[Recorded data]
==*==

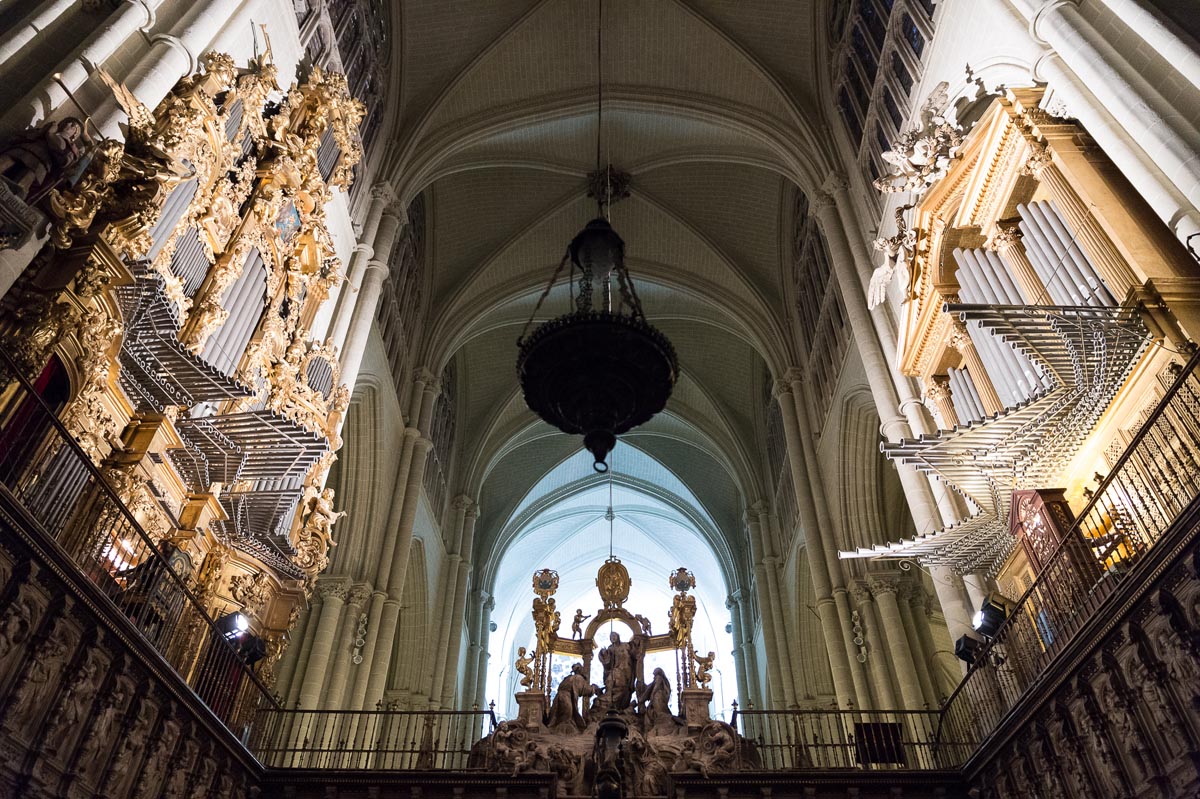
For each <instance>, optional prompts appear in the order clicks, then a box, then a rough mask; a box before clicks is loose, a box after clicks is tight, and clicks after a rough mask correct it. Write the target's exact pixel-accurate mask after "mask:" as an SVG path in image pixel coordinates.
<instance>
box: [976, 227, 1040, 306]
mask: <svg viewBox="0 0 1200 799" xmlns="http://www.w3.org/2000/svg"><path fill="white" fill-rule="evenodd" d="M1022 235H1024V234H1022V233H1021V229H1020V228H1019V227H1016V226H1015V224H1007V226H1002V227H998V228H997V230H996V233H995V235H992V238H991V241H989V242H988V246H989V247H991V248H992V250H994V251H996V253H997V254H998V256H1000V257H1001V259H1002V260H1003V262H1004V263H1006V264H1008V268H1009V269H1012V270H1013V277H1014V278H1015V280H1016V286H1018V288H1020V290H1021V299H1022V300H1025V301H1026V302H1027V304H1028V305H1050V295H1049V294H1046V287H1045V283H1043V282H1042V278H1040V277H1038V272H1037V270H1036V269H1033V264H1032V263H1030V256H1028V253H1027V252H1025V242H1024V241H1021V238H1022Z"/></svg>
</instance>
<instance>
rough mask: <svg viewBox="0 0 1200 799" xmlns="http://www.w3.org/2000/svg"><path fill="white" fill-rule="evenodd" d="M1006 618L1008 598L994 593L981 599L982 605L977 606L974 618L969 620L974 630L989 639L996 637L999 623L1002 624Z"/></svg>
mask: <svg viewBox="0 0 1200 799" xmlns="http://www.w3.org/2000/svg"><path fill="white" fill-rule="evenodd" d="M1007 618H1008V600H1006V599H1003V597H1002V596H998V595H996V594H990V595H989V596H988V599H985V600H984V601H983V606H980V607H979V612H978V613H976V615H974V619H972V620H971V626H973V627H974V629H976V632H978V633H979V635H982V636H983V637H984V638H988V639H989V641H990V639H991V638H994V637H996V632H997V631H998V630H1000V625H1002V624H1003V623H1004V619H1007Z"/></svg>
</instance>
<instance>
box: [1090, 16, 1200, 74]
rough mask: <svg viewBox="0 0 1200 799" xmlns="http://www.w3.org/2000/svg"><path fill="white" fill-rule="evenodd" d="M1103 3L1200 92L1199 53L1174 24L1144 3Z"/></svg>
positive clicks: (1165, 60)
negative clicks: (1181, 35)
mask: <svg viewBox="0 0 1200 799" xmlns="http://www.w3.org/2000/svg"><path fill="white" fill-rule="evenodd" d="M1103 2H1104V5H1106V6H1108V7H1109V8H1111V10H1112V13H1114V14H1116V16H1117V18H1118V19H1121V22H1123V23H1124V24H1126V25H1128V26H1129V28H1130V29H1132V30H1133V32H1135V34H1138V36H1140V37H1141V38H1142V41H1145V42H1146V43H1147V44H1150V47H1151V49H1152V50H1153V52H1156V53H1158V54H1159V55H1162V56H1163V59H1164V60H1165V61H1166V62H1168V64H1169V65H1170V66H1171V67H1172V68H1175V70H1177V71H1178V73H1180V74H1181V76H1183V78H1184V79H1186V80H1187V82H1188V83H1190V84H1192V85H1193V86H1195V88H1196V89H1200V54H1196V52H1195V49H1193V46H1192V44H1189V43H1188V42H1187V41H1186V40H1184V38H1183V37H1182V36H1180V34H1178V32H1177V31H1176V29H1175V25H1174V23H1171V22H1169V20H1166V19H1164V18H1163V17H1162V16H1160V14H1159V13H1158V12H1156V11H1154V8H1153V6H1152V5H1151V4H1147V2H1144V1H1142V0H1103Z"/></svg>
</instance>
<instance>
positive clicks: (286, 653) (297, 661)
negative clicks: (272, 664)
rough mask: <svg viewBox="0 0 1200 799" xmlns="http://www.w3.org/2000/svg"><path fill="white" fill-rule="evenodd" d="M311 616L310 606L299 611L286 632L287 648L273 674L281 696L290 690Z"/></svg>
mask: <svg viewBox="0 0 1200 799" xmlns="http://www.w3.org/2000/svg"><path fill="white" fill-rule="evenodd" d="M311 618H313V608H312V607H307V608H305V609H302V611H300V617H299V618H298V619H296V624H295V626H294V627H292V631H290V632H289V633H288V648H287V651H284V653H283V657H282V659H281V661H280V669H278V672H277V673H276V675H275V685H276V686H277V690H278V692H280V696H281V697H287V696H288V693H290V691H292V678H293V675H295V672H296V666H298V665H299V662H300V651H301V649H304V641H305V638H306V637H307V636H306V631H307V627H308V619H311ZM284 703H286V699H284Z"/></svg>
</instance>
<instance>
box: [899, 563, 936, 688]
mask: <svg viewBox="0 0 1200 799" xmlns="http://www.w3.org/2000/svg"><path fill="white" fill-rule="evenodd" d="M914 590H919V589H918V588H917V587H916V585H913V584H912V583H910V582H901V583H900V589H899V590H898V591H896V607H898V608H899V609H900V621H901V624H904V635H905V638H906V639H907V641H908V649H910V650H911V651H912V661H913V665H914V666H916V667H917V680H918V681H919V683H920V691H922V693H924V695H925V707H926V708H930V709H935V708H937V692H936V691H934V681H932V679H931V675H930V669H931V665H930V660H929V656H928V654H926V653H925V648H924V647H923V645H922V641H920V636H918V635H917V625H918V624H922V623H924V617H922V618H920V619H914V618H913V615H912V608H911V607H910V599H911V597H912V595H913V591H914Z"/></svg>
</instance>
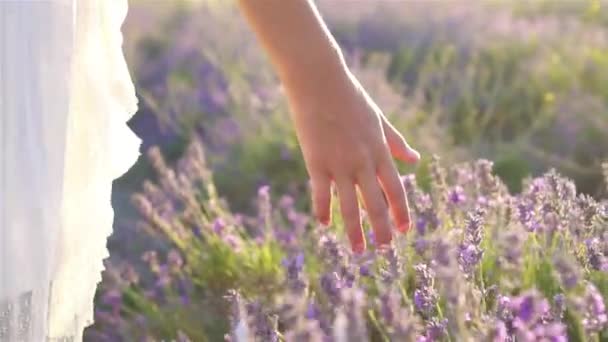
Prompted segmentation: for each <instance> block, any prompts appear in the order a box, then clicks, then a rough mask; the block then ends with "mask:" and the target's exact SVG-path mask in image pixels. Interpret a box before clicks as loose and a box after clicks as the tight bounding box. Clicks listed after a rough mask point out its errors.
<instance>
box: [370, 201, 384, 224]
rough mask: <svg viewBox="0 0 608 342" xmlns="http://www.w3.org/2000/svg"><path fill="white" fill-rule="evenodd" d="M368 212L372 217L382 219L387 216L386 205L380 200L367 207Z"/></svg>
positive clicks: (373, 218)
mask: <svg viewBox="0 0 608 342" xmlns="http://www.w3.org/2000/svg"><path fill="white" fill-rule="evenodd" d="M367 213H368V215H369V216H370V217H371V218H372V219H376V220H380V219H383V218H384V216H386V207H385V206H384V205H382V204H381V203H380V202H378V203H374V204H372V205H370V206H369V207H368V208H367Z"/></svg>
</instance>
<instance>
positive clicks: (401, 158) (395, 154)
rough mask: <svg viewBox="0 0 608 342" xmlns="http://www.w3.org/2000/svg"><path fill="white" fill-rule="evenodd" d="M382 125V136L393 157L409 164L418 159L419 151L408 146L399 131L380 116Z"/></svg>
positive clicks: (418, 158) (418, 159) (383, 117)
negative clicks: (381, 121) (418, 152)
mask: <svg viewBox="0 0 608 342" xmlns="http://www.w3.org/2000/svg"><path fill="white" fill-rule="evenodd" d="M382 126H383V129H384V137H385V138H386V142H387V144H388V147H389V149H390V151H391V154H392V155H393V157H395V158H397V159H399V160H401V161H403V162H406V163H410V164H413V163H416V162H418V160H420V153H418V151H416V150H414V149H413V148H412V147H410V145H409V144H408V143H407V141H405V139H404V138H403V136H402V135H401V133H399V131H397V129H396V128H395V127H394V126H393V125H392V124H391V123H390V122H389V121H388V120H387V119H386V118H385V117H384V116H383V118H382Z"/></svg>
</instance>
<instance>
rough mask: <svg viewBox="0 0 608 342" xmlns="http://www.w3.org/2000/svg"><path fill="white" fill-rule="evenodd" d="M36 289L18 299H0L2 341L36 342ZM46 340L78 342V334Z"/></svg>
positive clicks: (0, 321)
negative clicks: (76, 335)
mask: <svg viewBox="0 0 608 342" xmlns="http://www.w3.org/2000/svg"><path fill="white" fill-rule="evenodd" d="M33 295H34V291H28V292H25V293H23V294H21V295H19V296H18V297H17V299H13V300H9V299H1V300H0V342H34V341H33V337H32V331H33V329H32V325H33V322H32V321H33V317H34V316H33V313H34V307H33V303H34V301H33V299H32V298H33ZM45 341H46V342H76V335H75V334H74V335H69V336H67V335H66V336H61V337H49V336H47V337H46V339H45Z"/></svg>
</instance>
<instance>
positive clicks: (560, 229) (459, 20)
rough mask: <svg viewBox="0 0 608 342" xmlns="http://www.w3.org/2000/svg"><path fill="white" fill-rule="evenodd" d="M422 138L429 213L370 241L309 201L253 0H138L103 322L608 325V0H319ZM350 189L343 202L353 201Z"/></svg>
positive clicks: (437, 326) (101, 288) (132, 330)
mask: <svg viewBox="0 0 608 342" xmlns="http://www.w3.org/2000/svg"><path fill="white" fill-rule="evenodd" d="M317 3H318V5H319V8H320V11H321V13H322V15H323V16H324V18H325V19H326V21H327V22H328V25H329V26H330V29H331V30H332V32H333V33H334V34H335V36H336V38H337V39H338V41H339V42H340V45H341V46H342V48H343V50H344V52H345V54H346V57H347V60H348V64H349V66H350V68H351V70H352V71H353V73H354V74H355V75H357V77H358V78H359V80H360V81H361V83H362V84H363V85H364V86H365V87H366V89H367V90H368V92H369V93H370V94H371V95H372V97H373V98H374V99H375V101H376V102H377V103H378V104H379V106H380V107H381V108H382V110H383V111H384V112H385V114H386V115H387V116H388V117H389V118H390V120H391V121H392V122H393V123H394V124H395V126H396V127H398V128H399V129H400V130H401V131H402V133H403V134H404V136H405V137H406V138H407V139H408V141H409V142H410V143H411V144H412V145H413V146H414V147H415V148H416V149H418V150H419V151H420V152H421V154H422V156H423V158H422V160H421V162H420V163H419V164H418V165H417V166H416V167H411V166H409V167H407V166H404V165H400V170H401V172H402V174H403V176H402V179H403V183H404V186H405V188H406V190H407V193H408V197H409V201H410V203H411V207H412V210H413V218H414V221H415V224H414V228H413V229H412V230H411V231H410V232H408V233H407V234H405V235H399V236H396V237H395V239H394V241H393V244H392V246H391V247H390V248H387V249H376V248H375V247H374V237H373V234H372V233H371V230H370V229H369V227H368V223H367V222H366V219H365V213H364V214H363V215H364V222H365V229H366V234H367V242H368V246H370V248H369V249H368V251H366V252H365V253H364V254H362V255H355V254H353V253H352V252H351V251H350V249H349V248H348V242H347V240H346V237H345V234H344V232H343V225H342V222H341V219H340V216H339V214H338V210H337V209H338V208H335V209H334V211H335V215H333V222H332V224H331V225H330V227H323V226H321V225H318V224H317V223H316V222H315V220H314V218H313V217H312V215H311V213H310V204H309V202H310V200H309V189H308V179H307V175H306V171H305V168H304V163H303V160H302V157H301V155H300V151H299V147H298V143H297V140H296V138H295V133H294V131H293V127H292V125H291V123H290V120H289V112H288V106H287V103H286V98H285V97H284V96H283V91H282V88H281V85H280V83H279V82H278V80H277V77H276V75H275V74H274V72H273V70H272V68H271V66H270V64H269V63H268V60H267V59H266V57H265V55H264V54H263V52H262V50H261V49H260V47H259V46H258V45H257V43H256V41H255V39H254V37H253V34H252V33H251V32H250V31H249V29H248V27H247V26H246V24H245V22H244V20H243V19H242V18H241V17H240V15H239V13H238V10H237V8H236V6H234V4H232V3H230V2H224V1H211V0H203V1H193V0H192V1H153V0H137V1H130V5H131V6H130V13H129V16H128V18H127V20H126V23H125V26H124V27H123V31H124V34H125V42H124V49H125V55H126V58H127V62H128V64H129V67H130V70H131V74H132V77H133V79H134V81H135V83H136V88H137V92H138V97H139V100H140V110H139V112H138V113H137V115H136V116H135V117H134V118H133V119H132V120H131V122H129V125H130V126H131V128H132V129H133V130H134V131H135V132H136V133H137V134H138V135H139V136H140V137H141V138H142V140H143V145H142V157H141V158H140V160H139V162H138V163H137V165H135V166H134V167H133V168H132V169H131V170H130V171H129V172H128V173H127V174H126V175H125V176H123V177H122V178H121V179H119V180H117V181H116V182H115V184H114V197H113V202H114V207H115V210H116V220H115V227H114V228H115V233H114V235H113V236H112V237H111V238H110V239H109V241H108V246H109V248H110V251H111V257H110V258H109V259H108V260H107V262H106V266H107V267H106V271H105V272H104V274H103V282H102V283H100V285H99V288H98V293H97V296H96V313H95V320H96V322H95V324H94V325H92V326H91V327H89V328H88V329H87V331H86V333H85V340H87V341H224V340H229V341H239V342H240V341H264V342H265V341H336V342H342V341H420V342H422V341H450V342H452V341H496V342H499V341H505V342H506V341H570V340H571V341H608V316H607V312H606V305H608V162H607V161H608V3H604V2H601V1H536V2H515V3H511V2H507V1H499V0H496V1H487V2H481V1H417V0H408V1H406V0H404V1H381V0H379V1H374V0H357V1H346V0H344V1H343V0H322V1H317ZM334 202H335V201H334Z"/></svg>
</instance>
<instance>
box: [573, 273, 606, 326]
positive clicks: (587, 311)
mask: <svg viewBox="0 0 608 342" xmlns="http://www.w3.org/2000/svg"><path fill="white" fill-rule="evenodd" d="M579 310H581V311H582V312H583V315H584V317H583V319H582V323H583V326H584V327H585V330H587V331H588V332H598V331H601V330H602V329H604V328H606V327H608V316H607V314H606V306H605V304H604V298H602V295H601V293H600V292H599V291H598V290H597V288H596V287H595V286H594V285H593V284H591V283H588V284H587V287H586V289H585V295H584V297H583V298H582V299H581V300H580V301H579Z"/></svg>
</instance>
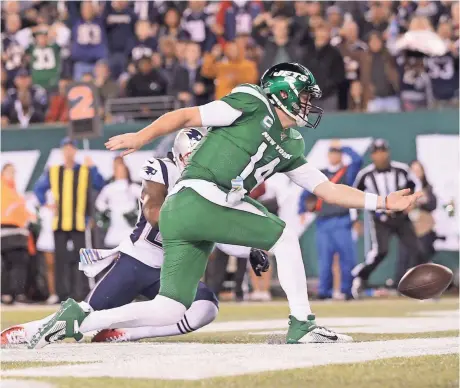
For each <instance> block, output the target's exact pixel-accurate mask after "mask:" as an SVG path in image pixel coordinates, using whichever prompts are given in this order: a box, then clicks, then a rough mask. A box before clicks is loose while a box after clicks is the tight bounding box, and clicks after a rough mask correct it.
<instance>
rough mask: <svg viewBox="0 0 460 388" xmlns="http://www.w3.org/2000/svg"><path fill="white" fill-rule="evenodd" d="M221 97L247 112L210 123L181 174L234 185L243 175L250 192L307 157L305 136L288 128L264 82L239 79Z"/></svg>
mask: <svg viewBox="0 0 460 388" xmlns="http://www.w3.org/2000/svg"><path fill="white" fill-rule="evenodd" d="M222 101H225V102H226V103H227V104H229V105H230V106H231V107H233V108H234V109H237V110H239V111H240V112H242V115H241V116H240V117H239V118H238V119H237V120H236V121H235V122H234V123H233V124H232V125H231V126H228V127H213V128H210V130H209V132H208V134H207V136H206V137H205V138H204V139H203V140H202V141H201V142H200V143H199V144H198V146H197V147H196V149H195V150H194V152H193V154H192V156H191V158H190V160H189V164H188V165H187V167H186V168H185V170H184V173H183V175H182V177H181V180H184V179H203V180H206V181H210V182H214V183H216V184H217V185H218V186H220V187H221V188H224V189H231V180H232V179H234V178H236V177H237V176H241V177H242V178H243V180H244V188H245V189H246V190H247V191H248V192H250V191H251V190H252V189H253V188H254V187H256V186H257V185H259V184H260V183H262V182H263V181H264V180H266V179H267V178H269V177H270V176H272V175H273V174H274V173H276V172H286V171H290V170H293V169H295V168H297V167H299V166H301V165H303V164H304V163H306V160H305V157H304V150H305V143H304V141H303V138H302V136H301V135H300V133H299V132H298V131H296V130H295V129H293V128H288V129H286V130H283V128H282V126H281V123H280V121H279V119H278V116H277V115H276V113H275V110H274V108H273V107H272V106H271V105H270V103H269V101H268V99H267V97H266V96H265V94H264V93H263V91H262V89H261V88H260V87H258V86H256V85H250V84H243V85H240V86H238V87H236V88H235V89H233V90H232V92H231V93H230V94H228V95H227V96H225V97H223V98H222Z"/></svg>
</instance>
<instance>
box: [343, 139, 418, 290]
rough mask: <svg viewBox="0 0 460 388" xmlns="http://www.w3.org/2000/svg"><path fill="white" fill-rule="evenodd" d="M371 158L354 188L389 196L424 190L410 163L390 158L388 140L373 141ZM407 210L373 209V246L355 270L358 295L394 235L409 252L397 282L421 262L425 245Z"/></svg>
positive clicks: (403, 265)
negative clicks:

==*==

_ACTIVITY_:
Among the records above, a stretch begins at the line containing "box: [1090, 16, 1200, 74]" and ends at the line containing "positive clicks: (1165, 60)". Restate that stretch word for word, and nothing else.

_WRITTEN SOLUTION_:
box: [1090, 16, 1200, 74]
rough mask: <svg viewBox="0 0 1200 799" xmlns="http://www.w3.org/2000/svg"><path fill="white" fill-rule="evenodd" d="M1103 3L1200 92L1199 53L1174 24L1144 3Z"/></svg>
positive clicks: (1165, 60)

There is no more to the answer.